**Saved entries**
******

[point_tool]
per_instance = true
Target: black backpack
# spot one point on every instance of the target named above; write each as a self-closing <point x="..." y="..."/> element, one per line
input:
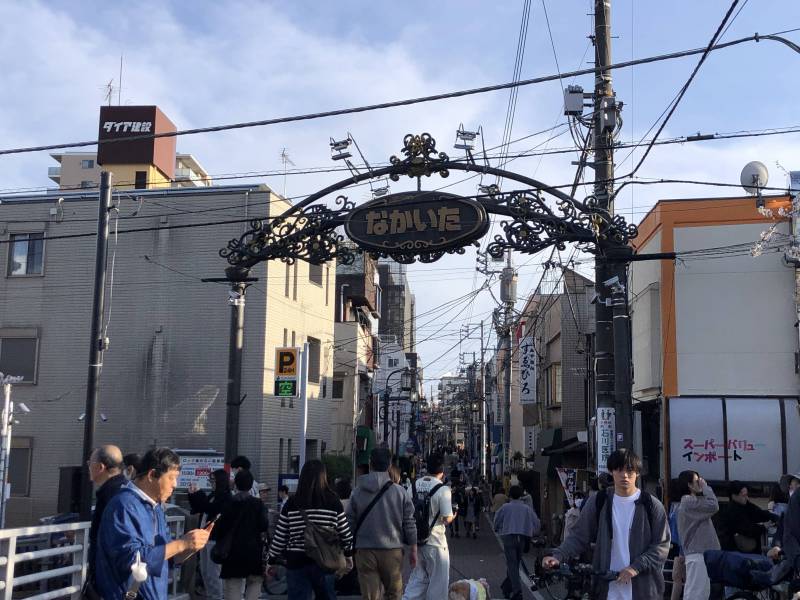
<point x="422" y="513"/>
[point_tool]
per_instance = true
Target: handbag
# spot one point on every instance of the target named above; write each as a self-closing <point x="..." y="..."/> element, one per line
<point x="323" y="546"/>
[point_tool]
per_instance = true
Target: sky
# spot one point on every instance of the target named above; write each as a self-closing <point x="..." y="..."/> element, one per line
<point x="209" y="63"/>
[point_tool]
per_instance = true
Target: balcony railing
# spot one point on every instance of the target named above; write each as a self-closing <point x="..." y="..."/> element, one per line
<point x="49" y="561"/>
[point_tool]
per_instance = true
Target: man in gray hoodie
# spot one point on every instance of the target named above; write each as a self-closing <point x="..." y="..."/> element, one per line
<point x="381" y="515"/>
<point x="630" y="530"/>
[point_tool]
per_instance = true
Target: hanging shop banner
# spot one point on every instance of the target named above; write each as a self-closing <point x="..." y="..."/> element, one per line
<point x="606" y="430"/>
<point x="725" y="438"/>
<point x="569" y="481"/>
<point x="195" y="468"/>
<point x="527" y="371"/>
<point x="412" y="222"/>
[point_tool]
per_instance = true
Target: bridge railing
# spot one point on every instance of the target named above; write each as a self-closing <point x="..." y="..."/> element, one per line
<point x="50" y="561"/>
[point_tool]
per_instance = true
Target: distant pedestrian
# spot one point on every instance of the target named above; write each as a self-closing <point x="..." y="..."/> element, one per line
<point x="516" y="523"/>
<point x="132" y="463"/>
<point x="431" y="576"/>
<point x="698" y="505"/>
<point x="134" y="525"/>
<point x="472" y="512"/>
<point x="381" y="515"/>
<point x="243" y="522"/>
<point x="316" y="503"/>
<point x="105" y="471"/>
<point x="242" y="463"/>
<point x="210" y="506"/>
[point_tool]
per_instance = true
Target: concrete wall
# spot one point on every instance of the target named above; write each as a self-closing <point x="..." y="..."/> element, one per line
<point x="164" y="376"/>
<point x="735" y="316"/>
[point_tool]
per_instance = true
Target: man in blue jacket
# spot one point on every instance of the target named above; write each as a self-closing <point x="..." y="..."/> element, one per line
<point x="134" y="522"/>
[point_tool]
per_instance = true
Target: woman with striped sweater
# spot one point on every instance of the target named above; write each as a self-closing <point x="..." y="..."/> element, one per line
<point x="321" y="505"/>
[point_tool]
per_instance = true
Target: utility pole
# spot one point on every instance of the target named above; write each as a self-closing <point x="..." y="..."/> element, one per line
<point x="97" y="343"/>
<point x="239" y="280"/>
<point x="508" y="296"/>
<point x="605" y="119"/>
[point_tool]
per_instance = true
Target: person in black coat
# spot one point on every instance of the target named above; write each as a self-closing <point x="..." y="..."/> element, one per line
<point x="209" y="506"/>
<point x="239" y="531"/>
<point x="743" y="518"/>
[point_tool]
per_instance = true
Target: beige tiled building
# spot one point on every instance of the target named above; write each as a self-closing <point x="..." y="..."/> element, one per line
<point x="165" y="373"/>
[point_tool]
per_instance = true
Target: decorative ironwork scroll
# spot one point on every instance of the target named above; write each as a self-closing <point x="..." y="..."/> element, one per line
<point x="416" y="228"/>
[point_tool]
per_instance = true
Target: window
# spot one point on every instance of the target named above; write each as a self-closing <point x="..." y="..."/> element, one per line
<point x="19" y="467"/>
<point x="26" y="254"/>
<point x="140" y="180"/>
<point x="315" y="274"/>
<point x="313" y="359"/>
<point x="338" y="389"/>
<point x="18" y="353"/>
<point x="553" y="385"/>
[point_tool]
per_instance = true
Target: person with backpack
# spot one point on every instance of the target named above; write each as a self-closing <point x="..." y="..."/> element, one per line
<point x="239" y="543"/>
<point x="516" y="523"/>
<point x="314" y="537"/>
<point x="210" y="506"/>
<point x="698" y="505"/>
<point x="433" y="511"/>
<point x="381" y="515"/>
<point x="630" y="531"/>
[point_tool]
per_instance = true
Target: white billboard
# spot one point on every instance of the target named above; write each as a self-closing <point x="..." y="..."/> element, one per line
<point x="733" y="438"/>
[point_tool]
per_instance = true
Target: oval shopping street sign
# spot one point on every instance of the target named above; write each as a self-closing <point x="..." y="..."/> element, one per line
<point x="416" y="222"/>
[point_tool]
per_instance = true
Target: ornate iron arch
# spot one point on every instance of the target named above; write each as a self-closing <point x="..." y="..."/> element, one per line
<point x="308" y="231"/>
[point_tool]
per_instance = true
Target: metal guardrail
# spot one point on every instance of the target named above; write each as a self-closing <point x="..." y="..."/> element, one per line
<point x="50" y="561"/>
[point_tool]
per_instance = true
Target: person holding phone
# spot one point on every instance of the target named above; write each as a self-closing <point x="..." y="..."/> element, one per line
<point x="211" y="506"/>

******

The entries above are to be returned exactly, without their pictures.

**Written response**
[point_tool]
per_instance = true
Target: black backpack
# spot one point on every instance of the target named above; write each as a self-closing <point x="..." y="..."/> element, one per line
input:
<point x="422" y="513"/>
[point_tool]
per_instance = true
Target: handbag
# spot one point on every instance of the target named above; write each as a self-closing <point x="..." y="..."/> element, one per line
<point x="323" y="546"/>
[point_tool]
per_instance = true
Target: sky
# spot one point on every instance of the target named above; write each as a self-closing <point x="..." y="..."/> element, one per line
<point x="209" y="63"/>
[point_tool]
per_instance = true
Target: balcony railing
# spot one point on every instance of the target named above; write each as a self-closing <point x="..." y="..."/> element, one per line
<point x="49" y="561"/>
[point_tool]
per_instance = true
Target: man in gray hoodie
# spot one point on every instance of the target named above; write each as a self-closing <point x="..." y="..."/> element, one per line
<point x="381" y="515"/>
<point x="630" y="530"/>
[point_tool]
per_instance = true
Target: hanging shop banner
# spot one point on every instance of the target named above; write each as a self-closing <point x="..." y="..."/> element, one per line
<point x="606" y="430"/>
<point x="725" y="438"/>
<point x="569" y="481"/>
<point x="195" y="468"/>
<point x="527" y="371"/>
<point x="412" y="222"/>
[point_tool]
per_instance = true
Target: bridge railing
# spot one point on every instance of the target named above; write each as a self-closing <point x="..." y="..."/> element, one per line
<point x="50" y="561"/>
[point_tool]
per_instance = true
Target: distant pedestrian
# spot one point on every instance of the target named above; write each as a self-closing <point x="..." y="..."/> element, one per line
<point x="516" y="523"/>
<point x="132" y="463"/>
<point x="431" y="576"/>
<point x="698" y="505"/>
<point x="134" y="525"/>
<point x="472" y="512"/>
<point x="381" y="515"/>
<point x="243" y="522"/>
<point x="316" y="503"/>
<point x="105" y="471"/>
<point x="242" y="463"/>
<point x="210" y="506"/>
[point_tool]
per_instance = true
Target: concrete wall
# spot one point on every instance of the target named above; write each as a self-closing <point x="..." y="..."/> element, one per line
<point x="164" y="376"/>
<point x="735" y="316"/>
[point_tool]
per_instance = true
Target: man in blue jacket
# spot one point on every instance of the target named above; write each as a self-closing <point x="..." y="..."/> element, one per line
<point x="134" y="522"/>
[point_tool]
per_instance = true
Target: woman with striped sweater
# spot one point on every instance of the target named above; write each as a self-closing <point x="..." y="..."/> element, one per line
<point x="321" y="505"/>
[point_tool]
per_instance = true
Target: utility pole
# spot one point on every instance of the target named above; write each as a self-closing <point x="..." y="..."/> element, one per line
<point x="97" y="343"/>
<point x="239" y="280"/>
<point x="508" y="296"/>
<point x="605" y="119"/>
[point_tool]
per_instance = true
Target: person in black coat
# spot one point on every instance of the target named above; write each as a self-closing <point x="..." y="..."/> element, one per line
<point x="209" y="506"/>
<point x="239" y="531"/>
<point x="743" y="518"/>
[point_tool]
per_instance = true
Target: beige tiled building
# spot one point on every instance of the target named above; write each as a self-closing <point x="..." y="..."/> element, one per line
<point x="165" y="373"/>
[point_tool]
per_instance = true
Target: decorative ironwork scroll
# spot one point on every instance of the target named above; write each as a self-closing <point x="..." y="..."/> element, one per line
<point x="416" y="228"/>
[point_tool]
per_instance = true
Target: window
# spot one point on every instance of the target named above; write each as a self-closing <point x="..." y="..."/> element, one per line
<point x="19" y="467"/>
<point x="26" y="254"/>
<point x="140" y="180"/>
<point x="315" y="274"/>
<point x="313" y="359"/>
<point x="338" y="389"/>
<point x="18" y="353"/>
<point x="553" y="385"/>
[point_tool]
per_instance = true
Target: person with backpack
# spot one point on every instance of the target named above; write each as a self-closing <point x="..." y="..."/> element, one per line
<point x="239" y="543"/>
<point x="516" y="523"/>
<point x="314" y="537"/>
<point x="210" y="506"/>
<point x="698" y="505"/>
<point x="433" y="511"/>
<point x="381" y="515"/>
<point x="630" y="531"/>
[point_tool]
per_instance = true
Target: white billboard
# spot one point on every instance of the target named above; write each as a self-closing <point x="..." y="..."/> element, one per line
<point x="733" y="438"/>
[point_tool]
per_instance = true
Target: oval shopping street sign
# spot one point on every instance of the target named above; write each as a self-closing <point x="..." y="..."/> element, one per line
<point x="416" y="222"/>
[point_tool]
per_instance = true
Target: ornate iron arch
# spot one point on every instance of the target named above; write each as a self-closing <point x="..." y="..."/> element, one per line
<point x="308" y="231"/>
[point_tool]
per_instance = true
Target: metal guardrail
# spot one point on every instance of the target named above; write each as a self-closing <point x="..." y="..."/> element, one per line
<point x="50" y="561"/>
[point_tool]
per_instance = true
Target: person holding phone
# spot one point on every instance of the target named above; write each as a self-closing <point x="..." y="..."/> element, one per line
<point x="211" y="506"/>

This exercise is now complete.